Le più preparate e attrezzate non hanno perso un giorno, dopo l’ordinanza che imponeva la chiusura delle scuole, per attivare le piattaforme per l’insegnamento digitale e, pur con gli aspetti di disorganizzazione e continua sperimentazione che non possono mancare in un momento di eccezionale novità e gravità, si sono attivate con solerzia ed energia.
La natura intrinseca della scuola come luogo di relazione spiega l’entusiasmo con cui anche i docenti più scettici sul digitale e gli studenti più svogliati hanno accolto benignamente quando non con entusiasmo la possibilità di rivedersi su piattaforme internet, in classi virtuali, sfoderando le più originali soluzioni comunicative e i migliori percorsi disciplinari.
Solo il desiderio di rivedersi e continuare a dare senso alle giornate ha indotto docenti e studenti a sperimentare tutte le strade possibili per riprendere in qualche modo le attività.

## Dati da analizzare
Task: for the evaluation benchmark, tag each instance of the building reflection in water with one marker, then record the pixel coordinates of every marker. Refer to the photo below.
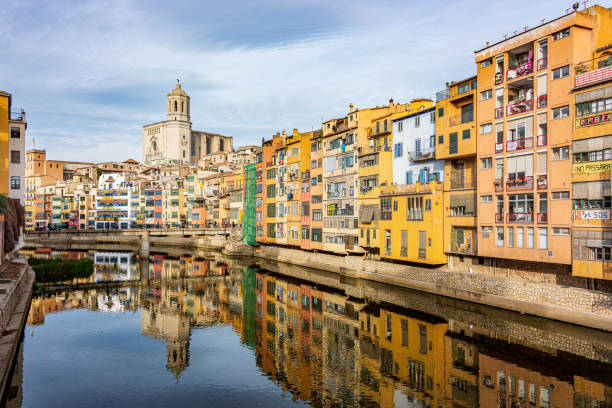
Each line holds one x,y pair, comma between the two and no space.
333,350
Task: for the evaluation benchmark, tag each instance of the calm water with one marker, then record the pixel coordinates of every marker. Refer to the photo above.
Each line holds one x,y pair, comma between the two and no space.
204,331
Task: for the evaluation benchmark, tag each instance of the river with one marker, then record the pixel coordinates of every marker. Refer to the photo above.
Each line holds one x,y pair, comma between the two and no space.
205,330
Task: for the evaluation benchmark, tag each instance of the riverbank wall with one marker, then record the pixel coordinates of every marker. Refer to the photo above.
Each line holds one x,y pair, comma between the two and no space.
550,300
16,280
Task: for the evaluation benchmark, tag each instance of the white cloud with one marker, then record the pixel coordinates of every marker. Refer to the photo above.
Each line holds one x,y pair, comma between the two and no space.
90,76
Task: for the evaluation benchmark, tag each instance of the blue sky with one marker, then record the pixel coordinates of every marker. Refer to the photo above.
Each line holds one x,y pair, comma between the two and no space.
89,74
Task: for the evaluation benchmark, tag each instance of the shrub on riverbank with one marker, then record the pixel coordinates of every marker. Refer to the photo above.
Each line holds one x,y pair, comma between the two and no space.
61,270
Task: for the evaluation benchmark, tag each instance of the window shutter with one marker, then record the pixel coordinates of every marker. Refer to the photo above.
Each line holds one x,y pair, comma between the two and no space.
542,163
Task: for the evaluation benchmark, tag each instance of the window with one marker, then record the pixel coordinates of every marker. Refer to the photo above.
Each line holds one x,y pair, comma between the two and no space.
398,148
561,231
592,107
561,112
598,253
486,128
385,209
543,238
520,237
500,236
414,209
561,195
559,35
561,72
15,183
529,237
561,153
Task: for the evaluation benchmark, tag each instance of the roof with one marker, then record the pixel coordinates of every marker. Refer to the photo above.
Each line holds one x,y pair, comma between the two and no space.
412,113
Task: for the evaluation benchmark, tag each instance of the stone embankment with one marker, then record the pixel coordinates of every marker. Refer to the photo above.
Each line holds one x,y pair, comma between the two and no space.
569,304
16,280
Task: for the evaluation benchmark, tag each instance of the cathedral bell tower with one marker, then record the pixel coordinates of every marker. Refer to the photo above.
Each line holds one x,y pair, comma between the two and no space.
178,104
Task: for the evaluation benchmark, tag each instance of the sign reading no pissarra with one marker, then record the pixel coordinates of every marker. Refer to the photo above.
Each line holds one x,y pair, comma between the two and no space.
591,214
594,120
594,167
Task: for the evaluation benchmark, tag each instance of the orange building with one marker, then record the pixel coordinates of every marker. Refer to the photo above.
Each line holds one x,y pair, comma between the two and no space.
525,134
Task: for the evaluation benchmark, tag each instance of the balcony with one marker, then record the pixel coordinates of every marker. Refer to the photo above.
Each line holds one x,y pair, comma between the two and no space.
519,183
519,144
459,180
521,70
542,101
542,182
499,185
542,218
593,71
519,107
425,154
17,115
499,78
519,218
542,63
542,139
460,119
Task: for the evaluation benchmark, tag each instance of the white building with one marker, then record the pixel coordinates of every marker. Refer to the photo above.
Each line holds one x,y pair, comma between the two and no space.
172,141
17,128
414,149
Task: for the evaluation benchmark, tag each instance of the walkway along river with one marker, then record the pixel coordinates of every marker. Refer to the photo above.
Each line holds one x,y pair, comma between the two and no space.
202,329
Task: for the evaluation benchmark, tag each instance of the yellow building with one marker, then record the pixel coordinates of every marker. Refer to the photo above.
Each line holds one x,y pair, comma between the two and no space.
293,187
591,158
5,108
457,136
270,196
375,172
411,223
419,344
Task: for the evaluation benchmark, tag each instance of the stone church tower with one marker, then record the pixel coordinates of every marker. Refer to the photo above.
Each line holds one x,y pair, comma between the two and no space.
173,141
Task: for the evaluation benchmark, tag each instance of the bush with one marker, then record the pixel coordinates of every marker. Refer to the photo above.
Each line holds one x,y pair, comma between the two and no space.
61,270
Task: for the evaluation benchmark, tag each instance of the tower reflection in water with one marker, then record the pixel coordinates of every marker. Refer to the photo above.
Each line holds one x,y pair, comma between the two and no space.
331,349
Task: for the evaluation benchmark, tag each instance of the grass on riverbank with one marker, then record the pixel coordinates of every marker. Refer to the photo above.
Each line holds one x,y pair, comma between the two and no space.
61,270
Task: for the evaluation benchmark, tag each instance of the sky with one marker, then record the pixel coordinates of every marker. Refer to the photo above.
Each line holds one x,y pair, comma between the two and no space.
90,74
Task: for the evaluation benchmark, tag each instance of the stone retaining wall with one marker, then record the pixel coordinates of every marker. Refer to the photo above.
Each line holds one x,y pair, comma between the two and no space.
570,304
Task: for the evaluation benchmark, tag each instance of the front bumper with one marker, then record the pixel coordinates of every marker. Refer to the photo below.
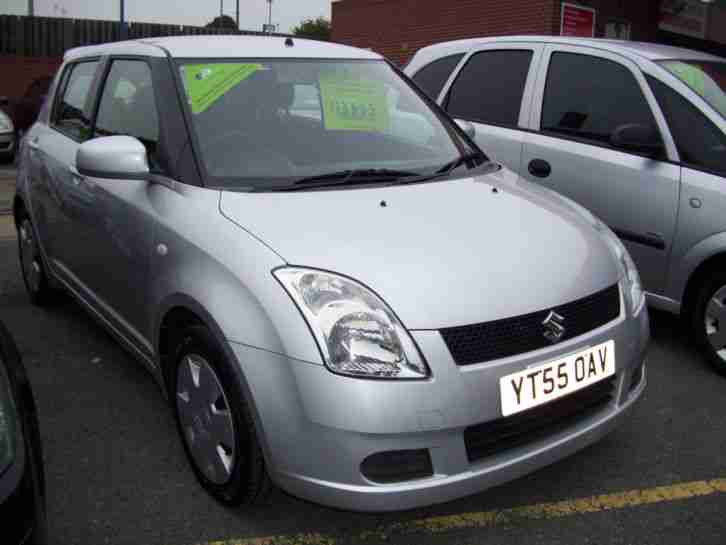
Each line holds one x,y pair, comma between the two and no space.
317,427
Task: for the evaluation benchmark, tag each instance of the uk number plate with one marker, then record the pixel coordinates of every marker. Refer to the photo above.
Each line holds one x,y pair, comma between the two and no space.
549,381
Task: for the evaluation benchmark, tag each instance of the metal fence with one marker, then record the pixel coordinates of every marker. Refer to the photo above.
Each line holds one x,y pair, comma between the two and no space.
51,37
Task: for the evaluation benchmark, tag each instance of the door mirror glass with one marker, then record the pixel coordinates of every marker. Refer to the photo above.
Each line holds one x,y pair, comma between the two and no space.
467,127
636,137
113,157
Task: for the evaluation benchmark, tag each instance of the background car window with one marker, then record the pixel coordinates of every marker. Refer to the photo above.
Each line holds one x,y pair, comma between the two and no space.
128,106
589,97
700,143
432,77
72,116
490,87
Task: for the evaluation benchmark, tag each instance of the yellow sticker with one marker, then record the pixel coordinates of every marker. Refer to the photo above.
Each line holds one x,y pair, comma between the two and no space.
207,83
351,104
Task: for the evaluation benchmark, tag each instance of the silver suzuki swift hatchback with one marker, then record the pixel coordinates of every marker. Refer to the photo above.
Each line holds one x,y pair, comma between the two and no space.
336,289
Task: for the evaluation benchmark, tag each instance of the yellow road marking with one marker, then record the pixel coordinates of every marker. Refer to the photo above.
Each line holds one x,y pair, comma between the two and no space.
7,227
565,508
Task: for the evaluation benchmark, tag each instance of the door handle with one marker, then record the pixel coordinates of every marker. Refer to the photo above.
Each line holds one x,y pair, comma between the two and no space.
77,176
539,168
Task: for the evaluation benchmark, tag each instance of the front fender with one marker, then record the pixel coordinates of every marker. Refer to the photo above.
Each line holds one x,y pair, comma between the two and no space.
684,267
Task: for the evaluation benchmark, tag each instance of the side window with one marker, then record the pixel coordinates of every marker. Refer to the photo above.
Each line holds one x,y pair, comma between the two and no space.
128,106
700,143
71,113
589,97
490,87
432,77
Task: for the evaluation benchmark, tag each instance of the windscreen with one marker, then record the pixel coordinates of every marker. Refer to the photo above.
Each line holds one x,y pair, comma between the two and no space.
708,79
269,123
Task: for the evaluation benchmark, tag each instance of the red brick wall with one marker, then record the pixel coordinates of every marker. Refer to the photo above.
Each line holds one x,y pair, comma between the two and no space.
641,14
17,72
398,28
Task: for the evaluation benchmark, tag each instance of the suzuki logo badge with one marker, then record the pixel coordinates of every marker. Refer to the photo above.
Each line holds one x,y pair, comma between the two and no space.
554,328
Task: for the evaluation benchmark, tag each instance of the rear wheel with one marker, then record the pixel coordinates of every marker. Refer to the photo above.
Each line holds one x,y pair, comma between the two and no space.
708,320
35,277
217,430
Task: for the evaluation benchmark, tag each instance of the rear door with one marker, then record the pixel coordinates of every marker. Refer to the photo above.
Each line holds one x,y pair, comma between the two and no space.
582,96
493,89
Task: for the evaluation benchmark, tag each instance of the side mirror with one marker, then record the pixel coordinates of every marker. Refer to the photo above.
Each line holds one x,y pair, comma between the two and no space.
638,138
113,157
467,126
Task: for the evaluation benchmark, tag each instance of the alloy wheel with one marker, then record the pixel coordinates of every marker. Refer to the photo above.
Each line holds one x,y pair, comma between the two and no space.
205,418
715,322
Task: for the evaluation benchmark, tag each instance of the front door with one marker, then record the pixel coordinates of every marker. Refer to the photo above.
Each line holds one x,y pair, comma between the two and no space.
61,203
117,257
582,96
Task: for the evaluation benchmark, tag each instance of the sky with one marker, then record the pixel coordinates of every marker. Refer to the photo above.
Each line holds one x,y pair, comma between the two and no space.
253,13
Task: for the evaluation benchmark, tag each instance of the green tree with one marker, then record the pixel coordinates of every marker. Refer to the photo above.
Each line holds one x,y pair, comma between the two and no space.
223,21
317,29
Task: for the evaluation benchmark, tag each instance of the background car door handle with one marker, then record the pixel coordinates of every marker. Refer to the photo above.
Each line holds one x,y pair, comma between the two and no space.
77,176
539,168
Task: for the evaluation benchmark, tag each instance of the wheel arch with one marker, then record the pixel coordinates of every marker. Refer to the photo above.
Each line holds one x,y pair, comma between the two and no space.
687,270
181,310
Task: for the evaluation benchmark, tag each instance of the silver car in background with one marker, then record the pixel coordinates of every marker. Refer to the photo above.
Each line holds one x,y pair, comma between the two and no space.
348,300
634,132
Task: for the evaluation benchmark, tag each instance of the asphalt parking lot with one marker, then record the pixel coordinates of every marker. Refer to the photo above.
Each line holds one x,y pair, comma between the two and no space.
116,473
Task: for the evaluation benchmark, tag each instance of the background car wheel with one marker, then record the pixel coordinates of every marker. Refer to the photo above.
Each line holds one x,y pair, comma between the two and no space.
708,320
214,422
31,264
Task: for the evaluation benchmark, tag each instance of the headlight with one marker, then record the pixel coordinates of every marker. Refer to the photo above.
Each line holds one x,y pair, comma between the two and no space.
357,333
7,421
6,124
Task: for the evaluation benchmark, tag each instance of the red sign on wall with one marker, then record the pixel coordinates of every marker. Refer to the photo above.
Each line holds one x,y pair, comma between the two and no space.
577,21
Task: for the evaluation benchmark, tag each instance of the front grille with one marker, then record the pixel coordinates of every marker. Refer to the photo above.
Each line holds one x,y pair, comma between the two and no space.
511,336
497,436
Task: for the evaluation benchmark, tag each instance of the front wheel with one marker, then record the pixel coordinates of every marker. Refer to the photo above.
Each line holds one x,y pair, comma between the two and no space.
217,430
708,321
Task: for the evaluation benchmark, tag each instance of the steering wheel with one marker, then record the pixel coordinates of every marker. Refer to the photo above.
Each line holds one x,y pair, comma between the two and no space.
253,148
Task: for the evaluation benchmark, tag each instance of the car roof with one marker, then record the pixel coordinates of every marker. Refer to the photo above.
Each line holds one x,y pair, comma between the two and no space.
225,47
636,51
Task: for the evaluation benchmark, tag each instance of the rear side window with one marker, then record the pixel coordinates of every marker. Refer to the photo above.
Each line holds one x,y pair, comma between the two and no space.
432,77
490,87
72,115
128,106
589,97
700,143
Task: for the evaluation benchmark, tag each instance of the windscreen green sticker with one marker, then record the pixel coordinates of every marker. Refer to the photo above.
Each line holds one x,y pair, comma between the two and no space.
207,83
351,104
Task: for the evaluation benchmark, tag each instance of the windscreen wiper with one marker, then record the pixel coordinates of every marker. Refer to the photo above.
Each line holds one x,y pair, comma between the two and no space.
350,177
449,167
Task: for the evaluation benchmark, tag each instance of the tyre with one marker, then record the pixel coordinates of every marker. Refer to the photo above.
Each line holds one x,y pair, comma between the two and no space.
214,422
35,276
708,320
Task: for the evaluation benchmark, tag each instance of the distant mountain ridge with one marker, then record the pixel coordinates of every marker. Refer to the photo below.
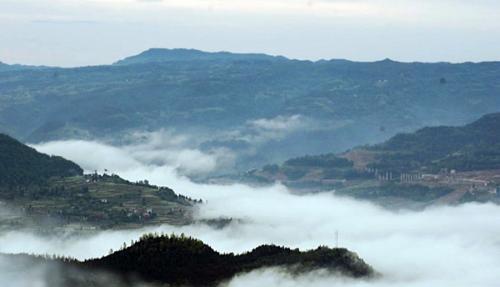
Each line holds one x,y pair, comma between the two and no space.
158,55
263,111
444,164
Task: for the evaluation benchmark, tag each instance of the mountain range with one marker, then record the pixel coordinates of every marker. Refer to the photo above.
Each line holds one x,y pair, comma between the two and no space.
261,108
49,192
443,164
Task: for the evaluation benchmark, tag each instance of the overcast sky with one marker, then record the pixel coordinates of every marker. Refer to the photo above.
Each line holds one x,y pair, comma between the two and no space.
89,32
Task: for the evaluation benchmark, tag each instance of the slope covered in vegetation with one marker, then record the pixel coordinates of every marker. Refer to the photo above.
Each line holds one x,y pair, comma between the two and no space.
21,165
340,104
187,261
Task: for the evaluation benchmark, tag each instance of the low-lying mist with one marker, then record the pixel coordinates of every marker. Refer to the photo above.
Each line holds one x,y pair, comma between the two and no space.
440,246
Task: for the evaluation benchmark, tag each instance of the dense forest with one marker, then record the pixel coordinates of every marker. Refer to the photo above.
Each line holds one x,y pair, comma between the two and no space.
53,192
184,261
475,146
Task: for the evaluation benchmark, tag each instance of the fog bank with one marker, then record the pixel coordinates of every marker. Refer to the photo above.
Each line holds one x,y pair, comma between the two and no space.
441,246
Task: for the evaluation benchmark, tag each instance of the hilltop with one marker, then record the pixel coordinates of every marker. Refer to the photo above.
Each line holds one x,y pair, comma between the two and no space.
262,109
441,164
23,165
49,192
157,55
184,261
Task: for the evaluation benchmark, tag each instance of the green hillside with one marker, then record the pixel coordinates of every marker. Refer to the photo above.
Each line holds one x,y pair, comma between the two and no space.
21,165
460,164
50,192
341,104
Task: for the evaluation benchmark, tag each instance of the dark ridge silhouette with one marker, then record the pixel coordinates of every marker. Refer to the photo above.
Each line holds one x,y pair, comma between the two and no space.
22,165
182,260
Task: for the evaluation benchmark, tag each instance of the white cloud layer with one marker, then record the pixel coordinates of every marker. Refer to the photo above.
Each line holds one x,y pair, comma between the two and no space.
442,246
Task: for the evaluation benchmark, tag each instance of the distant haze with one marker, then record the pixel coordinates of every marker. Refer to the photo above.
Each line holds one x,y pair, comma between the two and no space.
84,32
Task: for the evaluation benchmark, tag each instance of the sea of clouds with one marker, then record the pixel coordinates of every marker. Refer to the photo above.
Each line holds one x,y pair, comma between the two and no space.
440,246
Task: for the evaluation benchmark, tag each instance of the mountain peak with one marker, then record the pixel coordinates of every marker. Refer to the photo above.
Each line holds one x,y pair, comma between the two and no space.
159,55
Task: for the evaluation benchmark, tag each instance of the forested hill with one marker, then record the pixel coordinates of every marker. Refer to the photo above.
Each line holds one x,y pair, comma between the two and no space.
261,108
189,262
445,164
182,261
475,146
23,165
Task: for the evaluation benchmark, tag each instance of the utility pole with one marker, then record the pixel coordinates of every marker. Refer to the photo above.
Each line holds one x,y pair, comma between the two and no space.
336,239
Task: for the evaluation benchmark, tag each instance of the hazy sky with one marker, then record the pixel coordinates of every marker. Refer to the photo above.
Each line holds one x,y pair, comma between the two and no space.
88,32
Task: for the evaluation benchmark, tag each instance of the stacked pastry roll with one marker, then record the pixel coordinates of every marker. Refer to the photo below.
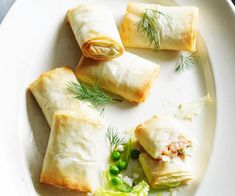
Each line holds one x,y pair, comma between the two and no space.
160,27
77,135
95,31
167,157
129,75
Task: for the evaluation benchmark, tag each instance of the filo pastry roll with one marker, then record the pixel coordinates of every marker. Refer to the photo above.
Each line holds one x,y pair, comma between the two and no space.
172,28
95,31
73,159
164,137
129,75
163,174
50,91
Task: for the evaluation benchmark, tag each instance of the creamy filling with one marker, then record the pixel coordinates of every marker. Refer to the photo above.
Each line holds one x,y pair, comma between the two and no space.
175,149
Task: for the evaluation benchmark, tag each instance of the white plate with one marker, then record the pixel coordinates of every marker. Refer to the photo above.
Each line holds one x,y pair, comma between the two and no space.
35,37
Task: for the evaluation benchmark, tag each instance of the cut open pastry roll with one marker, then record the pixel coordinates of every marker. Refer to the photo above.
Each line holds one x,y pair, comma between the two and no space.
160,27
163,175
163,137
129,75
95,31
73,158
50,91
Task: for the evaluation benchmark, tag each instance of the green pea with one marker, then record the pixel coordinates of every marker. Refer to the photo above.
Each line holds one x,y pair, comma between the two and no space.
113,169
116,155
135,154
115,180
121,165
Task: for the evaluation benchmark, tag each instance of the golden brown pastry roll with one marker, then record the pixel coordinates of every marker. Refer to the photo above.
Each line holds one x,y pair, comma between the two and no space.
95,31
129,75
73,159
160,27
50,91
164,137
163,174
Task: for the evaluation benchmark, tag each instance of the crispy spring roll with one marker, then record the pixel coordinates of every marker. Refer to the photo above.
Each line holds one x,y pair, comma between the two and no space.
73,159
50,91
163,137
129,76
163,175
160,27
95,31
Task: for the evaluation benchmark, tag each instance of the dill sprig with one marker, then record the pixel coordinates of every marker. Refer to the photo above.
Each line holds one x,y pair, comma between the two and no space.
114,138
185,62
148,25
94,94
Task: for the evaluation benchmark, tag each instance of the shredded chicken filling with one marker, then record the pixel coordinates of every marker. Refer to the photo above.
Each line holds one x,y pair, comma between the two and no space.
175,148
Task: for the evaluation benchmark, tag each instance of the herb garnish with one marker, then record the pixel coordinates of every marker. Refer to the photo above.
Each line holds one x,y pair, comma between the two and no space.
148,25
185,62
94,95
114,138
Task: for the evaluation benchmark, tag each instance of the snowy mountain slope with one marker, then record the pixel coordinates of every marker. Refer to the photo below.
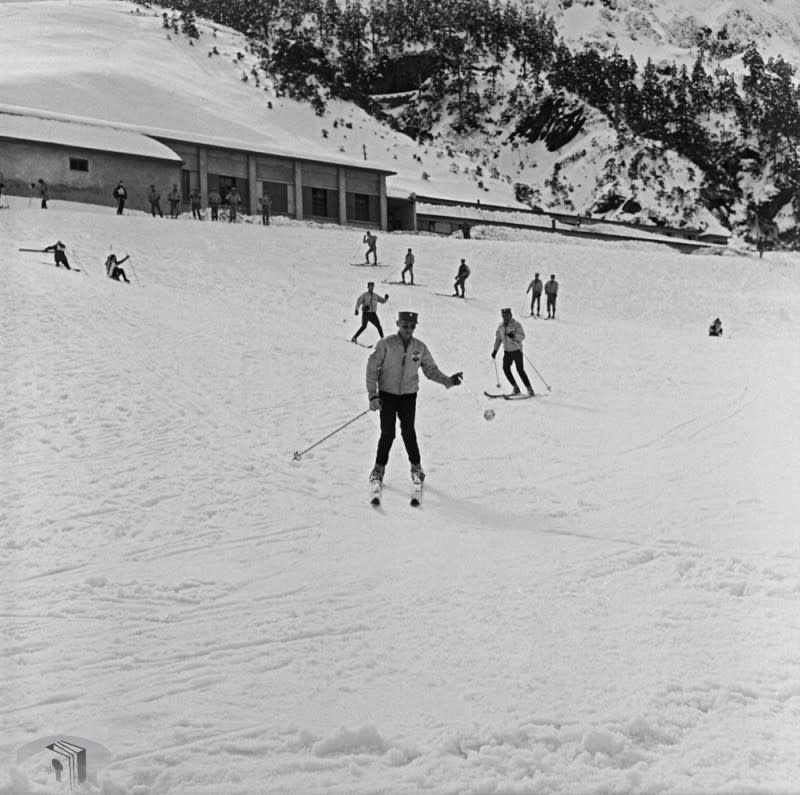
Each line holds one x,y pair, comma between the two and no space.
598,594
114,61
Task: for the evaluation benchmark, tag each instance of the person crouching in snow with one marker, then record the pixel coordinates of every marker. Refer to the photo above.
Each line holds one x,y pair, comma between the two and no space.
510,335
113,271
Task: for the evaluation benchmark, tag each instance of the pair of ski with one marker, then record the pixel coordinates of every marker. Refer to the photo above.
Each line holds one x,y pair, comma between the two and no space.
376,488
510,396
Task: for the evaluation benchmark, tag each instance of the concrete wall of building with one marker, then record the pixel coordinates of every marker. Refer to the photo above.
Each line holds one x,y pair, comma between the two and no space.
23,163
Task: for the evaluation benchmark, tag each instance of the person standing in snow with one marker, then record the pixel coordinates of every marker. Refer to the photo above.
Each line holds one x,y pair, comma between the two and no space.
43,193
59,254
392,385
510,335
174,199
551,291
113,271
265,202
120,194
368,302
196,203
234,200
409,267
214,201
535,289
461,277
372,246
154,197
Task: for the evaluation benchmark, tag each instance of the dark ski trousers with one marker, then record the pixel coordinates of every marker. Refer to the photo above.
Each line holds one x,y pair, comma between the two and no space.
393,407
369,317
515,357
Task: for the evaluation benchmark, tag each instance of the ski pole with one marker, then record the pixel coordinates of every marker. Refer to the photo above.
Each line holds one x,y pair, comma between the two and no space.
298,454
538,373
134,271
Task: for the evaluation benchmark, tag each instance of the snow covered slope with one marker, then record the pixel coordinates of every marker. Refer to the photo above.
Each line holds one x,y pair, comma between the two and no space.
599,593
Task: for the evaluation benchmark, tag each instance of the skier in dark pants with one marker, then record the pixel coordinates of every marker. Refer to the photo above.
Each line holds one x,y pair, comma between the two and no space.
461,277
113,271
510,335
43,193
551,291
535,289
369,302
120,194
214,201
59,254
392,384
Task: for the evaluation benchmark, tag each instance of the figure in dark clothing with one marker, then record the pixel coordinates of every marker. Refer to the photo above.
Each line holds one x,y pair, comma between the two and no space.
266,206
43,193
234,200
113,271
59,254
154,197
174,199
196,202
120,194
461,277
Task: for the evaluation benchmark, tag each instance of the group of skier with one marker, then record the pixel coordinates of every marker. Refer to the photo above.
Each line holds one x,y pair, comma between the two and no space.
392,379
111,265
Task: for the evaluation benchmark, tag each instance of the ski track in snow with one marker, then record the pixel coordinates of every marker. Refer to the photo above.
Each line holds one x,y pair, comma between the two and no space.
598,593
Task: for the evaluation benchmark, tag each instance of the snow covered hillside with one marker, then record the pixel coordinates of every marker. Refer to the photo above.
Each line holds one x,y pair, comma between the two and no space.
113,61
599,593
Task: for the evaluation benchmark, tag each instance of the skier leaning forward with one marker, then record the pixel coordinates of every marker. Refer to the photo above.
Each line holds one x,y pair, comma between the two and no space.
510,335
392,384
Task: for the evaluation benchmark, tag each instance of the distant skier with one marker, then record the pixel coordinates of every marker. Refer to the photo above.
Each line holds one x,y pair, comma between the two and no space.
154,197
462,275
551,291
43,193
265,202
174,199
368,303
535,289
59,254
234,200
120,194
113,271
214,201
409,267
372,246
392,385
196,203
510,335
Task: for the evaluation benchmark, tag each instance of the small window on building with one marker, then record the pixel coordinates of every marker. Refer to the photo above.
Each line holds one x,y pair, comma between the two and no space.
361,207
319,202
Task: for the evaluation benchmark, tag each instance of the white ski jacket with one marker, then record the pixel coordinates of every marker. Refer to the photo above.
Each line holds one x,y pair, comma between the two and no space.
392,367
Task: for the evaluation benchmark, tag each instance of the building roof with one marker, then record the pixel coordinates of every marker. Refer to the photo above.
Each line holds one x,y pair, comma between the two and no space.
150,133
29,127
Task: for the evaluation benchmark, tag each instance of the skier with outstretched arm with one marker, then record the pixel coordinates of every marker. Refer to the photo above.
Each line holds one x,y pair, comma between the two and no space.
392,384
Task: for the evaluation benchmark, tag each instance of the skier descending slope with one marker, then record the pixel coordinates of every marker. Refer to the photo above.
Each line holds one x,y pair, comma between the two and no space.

## Dettagli del problema
Ricopia il brano sulla chiusura delle scuole e l'insegnamento digitale, cominciando da "La natura intrinseca" e finendo con "migliori percorsi disciplinari.". Le voci riportate non servono allo svolgimento.

## Risposta al compito
La natura intrinseca della scuola come luogo di relazione spiega l’entusiasmo con cui anche i docenti più scettici sul digitale e gli studenti più svogliati hanno accolto benignamente quando non con entusiasmo la possibilità di rivedersi su piattaforme internet, in classi virtuali, sfoderando le più originali soluzioni comunicative e i migliori percorsi disciplinari.